## start Task inputs
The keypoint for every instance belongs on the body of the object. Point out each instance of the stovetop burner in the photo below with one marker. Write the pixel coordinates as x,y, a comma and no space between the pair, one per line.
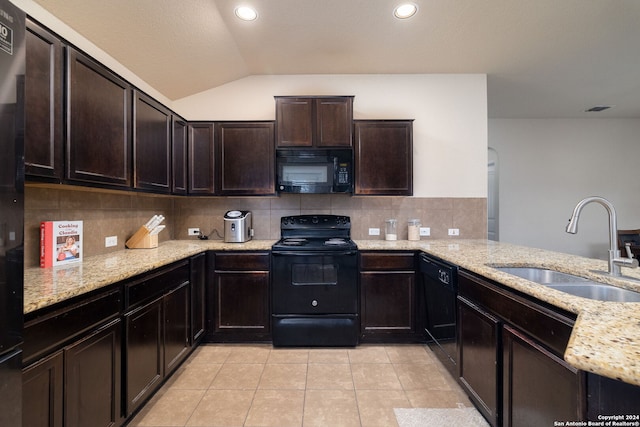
294,242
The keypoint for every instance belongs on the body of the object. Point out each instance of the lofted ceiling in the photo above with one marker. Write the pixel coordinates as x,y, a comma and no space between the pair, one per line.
543,58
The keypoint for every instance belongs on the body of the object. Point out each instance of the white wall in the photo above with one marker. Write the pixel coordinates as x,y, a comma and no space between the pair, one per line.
547,165
450,112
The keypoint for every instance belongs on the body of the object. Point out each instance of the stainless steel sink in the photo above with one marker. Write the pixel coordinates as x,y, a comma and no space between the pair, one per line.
599,291
574,285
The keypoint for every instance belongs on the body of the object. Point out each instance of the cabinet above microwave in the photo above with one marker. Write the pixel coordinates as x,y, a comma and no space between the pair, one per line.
314,121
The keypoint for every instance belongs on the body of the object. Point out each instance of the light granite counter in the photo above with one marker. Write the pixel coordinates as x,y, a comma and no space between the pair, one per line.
606,336
46,286
605,339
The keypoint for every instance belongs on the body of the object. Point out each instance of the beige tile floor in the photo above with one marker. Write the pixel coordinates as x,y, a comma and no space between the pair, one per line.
258,385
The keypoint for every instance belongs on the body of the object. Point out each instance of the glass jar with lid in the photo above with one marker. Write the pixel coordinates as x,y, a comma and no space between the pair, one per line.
414,229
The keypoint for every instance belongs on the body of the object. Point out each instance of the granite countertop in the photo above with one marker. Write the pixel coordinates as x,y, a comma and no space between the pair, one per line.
605,339
46,286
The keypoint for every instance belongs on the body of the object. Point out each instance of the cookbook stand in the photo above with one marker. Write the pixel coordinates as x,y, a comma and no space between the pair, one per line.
142,240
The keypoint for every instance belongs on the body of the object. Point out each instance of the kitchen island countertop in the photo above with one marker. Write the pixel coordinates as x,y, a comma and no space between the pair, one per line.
605,338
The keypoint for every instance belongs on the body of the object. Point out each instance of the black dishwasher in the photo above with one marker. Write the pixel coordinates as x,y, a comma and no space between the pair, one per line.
440,284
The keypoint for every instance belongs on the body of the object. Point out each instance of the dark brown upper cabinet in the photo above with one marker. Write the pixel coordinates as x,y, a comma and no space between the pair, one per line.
151,144
318,121
383,155
245,158
44,104
98,124
179,141
201,158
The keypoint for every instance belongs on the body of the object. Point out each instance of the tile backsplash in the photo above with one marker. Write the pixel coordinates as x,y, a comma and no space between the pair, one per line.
118,213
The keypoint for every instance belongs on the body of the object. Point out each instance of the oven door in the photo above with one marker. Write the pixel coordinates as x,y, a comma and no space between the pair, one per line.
314,282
## end Task inputs
Repeat all of the data above word for word, leaving out the pictures.

The keypoint for every instance belongs on the body of the object. Point out each instance of the stovetop burner in the photo below with one marker. Write the pixel coordinates as x,y, a comma and no space between the pair, one per line.
294,242
The keypoint for every instance belongs on the body of the object. Point out each instance of the lofted ceiling in the photo above with one marker. Write the pixel coordinates as x,y, a comma and no space between the pair, one per line.
543,58
The keypoint for every instance belongs on the body of the object. Point out each instance of the white wall in the photo above with one marker. Write the pixel coordinates as x,y, a comma and no space between the pair, one per line.
547,165
450,112
The keypoint for every instance belongs on the body of the object. Point out each instance of the stainless steel sink in the photo above with one marker. Write the pixel coordinates as x,y, a comma and no space between the pair, one per line.
599,291
574,285
The keypoint for every instance belongs on the body of the object. Point out each instance of the cabinet above microwave in the photo above with one marker. Write the pixel coordinates as x,y, a comma and no space between the pair, one per line.
314,121
The keypoint for every instance belongs on the body of the object. Point out each instance of the light granite counter in the photo above with one marker. Write the pixel coordinates as x,y, a comma and no space between the pair, one per line.
606,336
46,286
605,339
The keypoint for every instance belongs on the body of the object. Point out each instance of the beige tile floor in the photo above with one marker. Write the pixel coordinates as x,y, a comma and no space between the pair, one per line.
258,385
The keypoint for every instance belongs on the body of the object. Point out each instance of the glass jar with lid in the photo above with one marker. Write the pixel coordinates as x,y, a comma and no space between the pair, one per line.
414,229
The keypoint for every instance belongs on the body of the object. Point out each instance of the granite countertop in the photo above with one marker. Write the pixel coordinates as x,y, a comma and no space between the pair, one per line.
605,339
46,286
The keypoint for every instance belongs on the body of the object. Point out each instance of the cookbook stand in the photo above with one marker. Write the pixel coordinates as x,y, a comma and no space between the pair, one per line.
142,240
The keypoint for every instance belongs on the body of the object. Point out each instance of the kitchen island countertop in the photo above with one marker. Write the pixel coordinates as x,y, a comma and no space between the pair, one per line.
605,338
The keypoint for every instance belongs on the body of the object. Point out each instance of the black dishwasher in the photo above with one marker. Write the pixel coordinates as x,y, a comma and no space between the pair, one per line.
440,284
The keypoint for every instance belongs on the body of the object. Point out each instance of the dark brown upper cabinet in the photo above with one marker. Write the pixel coordinates as x,y, a comma and no space between the pair, one per line.
151,144
318,121
383,155
245,158
44,104
98,124
179,141
201,158
The keypoint for every instance belongs on the body of the object. Point out each instance of the tile backsplash in the photo above with one marker. Write the pixel coordinates as x,y, a comma and no space between the pair, one per line.
118,213
The keypoint for every instance belongs on the body of the object. Point out each instance of the oven door in the photo above with one marker. Write the pixel coordinates as x,y, a comma and no space between the pair, one per line.
314,282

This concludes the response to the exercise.